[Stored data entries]
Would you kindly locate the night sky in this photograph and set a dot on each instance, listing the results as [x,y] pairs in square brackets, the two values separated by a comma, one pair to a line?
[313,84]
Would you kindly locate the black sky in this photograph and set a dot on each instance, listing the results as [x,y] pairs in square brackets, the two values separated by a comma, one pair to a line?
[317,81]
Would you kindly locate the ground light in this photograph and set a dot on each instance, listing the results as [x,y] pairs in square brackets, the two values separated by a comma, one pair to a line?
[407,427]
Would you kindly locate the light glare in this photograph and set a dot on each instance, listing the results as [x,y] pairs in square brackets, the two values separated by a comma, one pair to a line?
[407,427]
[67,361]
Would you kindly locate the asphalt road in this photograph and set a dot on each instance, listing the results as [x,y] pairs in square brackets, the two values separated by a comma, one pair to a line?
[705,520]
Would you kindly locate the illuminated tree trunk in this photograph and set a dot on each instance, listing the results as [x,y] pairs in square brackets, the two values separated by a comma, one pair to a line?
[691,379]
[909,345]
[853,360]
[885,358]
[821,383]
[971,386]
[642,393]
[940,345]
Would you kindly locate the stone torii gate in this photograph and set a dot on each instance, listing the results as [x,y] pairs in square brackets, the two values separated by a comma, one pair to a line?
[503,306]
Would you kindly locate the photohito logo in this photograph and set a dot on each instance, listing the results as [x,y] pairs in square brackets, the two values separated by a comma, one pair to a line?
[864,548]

Exercise aim → In full and exactly as written, repeat the data.

Reply to the exercise →
Would you kindly locate the night sky in this photograph and set a dot on each instance, listing the results as [x,y] pairs in square brackets, the two values separated by a comma, one pair to a line?
[313,84]
Would you kindly locate the black sky in this photograph and set a dot on each instance, listing the results as [x,y] pairs in square brackets, the two values separated by a comma, one pair to a line?
[317,81]
Would you kindly locate the ground light in this photograph and set a dot on each instance, listing the results as [x,y] pairs in square brackets, the two values separated by a comma, one pair to a line?
[407,427]
Would you kindly locate the light glare in this photograph and set a dot on each instance, listing the results as [x,y] pairs in square brackets, the two values separated by a comma, one pair to a line?
[407,427]
[67,361]
Would you kindly locate the asphalt road in this photograph and set a dot on each instance, listing the results as [x,y] pairs in square brackets, the two values separated by a comma, one pair to a line?
[705,520]
Would you kindly locate the illuminated tree trunk in this photograph and set a dot on each instance, listing the results as [x,y] pairs in square brackets, the two values separated by a comma, one pair to a line?
[691,379]
[909,345]
[853,360]
[885,358]
[821,383]
[971,386]
[642,393]
[940,345]
Would you kindly locate the stone torii gate in this photograph and set a dot on each instance, listing the results as [x,y] pairs in square brackets, the two values separated by a comma, one pair to a line?
[503,306]
Would you kindly locate the photohito logo in this photograph and set a dot on each instance, listing the results as [x,y] pairs in square brackets, the two values separated by a comma, one pair to a line?
[864,548]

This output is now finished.